* INSTRUCTIONS TO FOLLOW:
Transcribe the listing below exactly, leaving out each image.

* DATASET EXCERPTS:

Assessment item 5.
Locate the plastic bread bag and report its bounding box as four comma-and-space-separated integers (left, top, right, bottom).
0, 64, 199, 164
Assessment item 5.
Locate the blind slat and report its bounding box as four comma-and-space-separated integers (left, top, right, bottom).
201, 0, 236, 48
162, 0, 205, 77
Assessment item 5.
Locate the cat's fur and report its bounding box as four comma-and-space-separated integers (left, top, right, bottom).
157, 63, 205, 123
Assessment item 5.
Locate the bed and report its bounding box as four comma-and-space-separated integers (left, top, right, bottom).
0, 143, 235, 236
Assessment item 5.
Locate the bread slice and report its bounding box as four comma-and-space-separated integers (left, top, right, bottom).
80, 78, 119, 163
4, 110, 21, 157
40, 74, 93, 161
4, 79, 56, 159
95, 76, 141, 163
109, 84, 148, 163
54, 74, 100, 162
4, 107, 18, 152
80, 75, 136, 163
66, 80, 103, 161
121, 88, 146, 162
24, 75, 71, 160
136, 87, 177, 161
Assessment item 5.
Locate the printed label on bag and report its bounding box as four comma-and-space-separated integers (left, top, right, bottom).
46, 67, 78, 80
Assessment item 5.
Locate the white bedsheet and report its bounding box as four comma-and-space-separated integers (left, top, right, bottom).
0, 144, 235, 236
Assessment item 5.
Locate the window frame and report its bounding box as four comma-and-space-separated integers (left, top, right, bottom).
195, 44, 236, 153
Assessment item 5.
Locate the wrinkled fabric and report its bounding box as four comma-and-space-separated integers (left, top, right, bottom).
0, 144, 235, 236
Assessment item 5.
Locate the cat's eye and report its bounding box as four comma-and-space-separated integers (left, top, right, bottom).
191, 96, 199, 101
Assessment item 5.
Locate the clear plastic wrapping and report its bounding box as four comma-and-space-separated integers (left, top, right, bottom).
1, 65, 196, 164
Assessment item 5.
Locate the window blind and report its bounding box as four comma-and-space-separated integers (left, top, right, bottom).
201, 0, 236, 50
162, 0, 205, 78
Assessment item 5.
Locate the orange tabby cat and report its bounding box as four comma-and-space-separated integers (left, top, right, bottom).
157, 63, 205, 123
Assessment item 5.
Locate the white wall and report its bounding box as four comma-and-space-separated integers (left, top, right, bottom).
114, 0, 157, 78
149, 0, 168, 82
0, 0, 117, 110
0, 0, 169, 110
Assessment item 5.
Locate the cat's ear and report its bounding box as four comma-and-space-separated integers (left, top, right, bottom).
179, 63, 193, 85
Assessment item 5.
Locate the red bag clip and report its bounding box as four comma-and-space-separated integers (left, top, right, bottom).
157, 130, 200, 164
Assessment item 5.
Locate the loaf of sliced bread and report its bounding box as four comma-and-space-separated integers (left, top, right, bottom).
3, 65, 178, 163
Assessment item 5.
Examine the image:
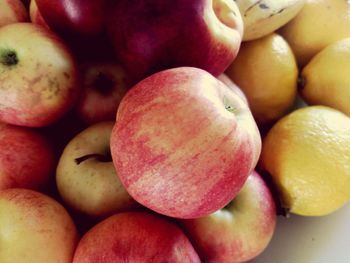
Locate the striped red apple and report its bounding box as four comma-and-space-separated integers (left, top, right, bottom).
111, 67, 261, 219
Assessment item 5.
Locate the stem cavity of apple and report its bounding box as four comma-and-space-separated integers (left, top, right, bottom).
75, 152, 112, 165
213, 0, 238, 29
297, 75, 306, 91
93, 72, 115, 95
0, 49, 19, 66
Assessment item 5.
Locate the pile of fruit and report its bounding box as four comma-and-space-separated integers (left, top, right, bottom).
0, 0, 350, 262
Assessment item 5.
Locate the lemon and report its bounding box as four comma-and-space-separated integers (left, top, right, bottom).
259, 106, 350, 216
226, 33, 298, 125
300, 38, 350, 116
280, 0, 350, 67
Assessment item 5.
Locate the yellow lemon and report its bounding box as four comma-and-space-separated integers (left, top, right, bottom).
226, 33, 298, 125
300, 38, 350, 116
259, 106, 350, 216
280, 0, 350, 67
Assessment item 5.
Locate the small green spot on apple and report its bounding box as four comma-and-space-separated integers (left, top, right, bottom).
0, 49, 18, 66
223, 97, 236, 114
225, 105, 236, 113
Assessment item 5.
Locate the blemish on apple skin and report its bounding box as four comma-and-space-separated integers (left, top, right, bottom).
47, 77, 61, 96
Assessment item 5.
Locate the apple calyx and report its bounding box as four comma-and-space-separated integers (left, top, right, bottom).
93, 72, 115, 95
225, 104, 237, 114
223, 97, 237, 114
0, 49, 18, 66
75, 152, 112, 165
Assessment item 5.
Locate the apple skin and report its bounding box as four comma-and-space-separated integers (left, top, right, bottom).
111, 67, 261, 219
0, 188, 78, 263
0, 23, 80, 127
56, 121, 137, 218
29, 0, 115, 62
218, 73, 248, 105
0, 123, 56, 191
181, 171, 276, 263
20, 0, 29, 8
75, 62, 130, 124
107, 0, 243, 83
29, 0, 49, 29
72, 212, 200, 262
35, 0, 107, 36
0, 0, 28, 27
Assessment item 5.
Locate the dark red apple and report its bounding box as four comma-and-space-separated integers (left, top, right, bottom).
107, 0, 243, 83
35, 0, 107, 36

* TASK ANSWER:
Assessment item 5.
Locate the plastic bread bag and report its bounding box as four comma-and-space-separated integers (left, top, right, bottom).
0, 64, 199, 164
Assessment item 5.
Locate the blind slat and report its bounding box as four comma-and-space-separated integers (left, top, right, bottom).
201, 0, 236, 48
162, 0, 205, 77
Assessment item 5.
Locate the cat's fur and report its bounding box as four comma-and-space-separated integers (left, top, right, bottom).
157, 63, 205, 123
Assessment item 5.
Locate the bed and report its bounding box as four comma-and-space-separated integers (left, top, right, bottom).
0, 143, 235, 236
Assessment item 5.
Locate the bread slice and report its bounding box as four comma-and-space-separated integers (left, top, right, bottom).
80, 78, 119, 163
4, 110, 21, 157
40, 74, 93, 161
4, 79, 56, 159
95, 76, 141, 163
109, 84, 148, 163
54, 74, 100, 162
4, 107, 18, 152
80, 75, 136, 163
66, 80, 103, 161
121, 88, 146, 162
24, 75, 71, 160
136, 87, 177, 161
Assessment item 5.
Locate the printed label on bag and report its bounding box as four comma-and-space-separated integers (left, top, right, bottom).
46, 67, 78, 80
Assessment item 5.
Locate the white bedsheet and report its bounding box as four comma-and-space-separated integers (left, top, right, bottom).
0, 144, 235, 236
Assessment item 5.
Locate the window frame and report its bounding box as four comma-and-space-separated integers (left, top, right, bottom).
195, 44, 236, 153
Assessment item 5.
Locate the wrinkled fabric and report its bounding box as four comma-and-space-separated integers (left, top, right, bottom).
0, 144, 235, 236
Assessment item 5.
Locate the cat's eye and report its bounding box as four comma-and-space-separated integers (left, top, right, bottom).
191, 96, 199, 101
Assessment item 5.
Locate the clear plastic wrapping and report its bounding box as four comma-and-space-separated integers (left, top, right, bottom).
1, 65, 196, 164
Assessment item 5.
Locate the window blind and report its bounding box as four comma-and-space-separated integers (left, top, right, bottom).
201, 0, 236, 50
162, 0, 205, 78
Assessment item 5.
Locate the orange tabby cat and report its bounding box as four comma-and-space-separated integers (left, top, right, bottom).
157, 63, 205, 123
Assessment item 5.
Locate the white wall and report its bounding box as four comma-and-space-separated integers (left, top, right, bottom).
114, 0, 157, 78
149, 0, 168, 82
0, 0, 117, 110
0, 0, 169, 110
Assessment item 5.
Locate the cat's ear and report its bounding box as four comma-and-space-separated integers (left, top, right, bottom).
179, 63, 193, 85
Assessment item 5.
Locate the red bag clip and report its bounding box as four comma-and-space-separated integers (left, top, right, bottom).
157, 130, 200, 164
Assessment item 5.
Locate the loaf of sliced bread and report its bounding box as four comma-and-space-separated integers (left, top, right, bottom).
3, 65, 178, 163
Assessment item 5.
Examine the image:
Locate the striped red apple and report its bounding box as four comma-and-space-separated integers (left, top, right, bottom).
111, 67, 261, 219
Assessment item 5.
Locate the stem cavity of apple and report its bounding box as four comma-and-space-separated integers (left, top, right, bottom).
75, 152, 112, 165
213, 0, 238, 29
297, 75, 306, 91
93, 72, 115, 95
0, 49, 19, 66
Assessment item 5.
Locate the pile of fruit and report its bounding box as four comma-and-space-separated integers (left, top, right, bottom).
0, 0, 350, 262
Assessment item 5.
Locate the lemon and report its bounding box as four comma-and-space-separated integers (left, top, right, bottom).
259, 106, 350, 216
226, 33, 298, 125
300, 38, 350, 116
280, 0, 350, 67
Assessment item 5.
Locate the yellow lemon and report its bounding box as four comma-and-space-separated integers (left, top, right, bottom).
226, 33, 298, 125
300, 38, 350, 116
259, 106, 350, 216
280, 0, 350, 67
Assessment item 5.
Locate the small green spot on apple and report its bounding box as four comma-and-space-separated integers (left, top, right, bottom).
0, 49, 18, 66
223, 97, 236, 114
225, 105, 236, 113
Assessment item 5.
Locate the blemish on apple skin and report its bounding box as four comma-and-space-separated integers (left, top, right, bottom).
47, 77, 61, 96
Assessment item 5.
Locate the apple calyx and report its bounding box as four comma-and-space-separated integers (left, top, right, bottom).
93, 72, 115, 95
225, 104, 237, 114
223, 97, 237, 114
0, 49, 18, 66
75, 152, 112, 165
Assessment item 5.
Locate the apple skin and report its bounding box as four comma-and-space-separated integers (left, top, right, bottom).
111, 67, 261, 219
0, 188, 78, 263
0, 23, 80, 127
56, 121, 137, 218
29, 0, 115, 62
218, 73, 248, 105
0, 123, 56, 191
181, 171, 276, 263
20, 0, 29, 8
75, 62, 130, 124
107, 0, 243, 83
29, 0, 49, 29
72, 212, 200, 262
35, 0, 107, 36
0, 0, 28, 27
Assessment item 5.
Locate the dark red apple and report its bounding box as four comma-and-space-separated integers (left, top, right, bottom).
107, 0, 243, 83
35, 0, 107, 36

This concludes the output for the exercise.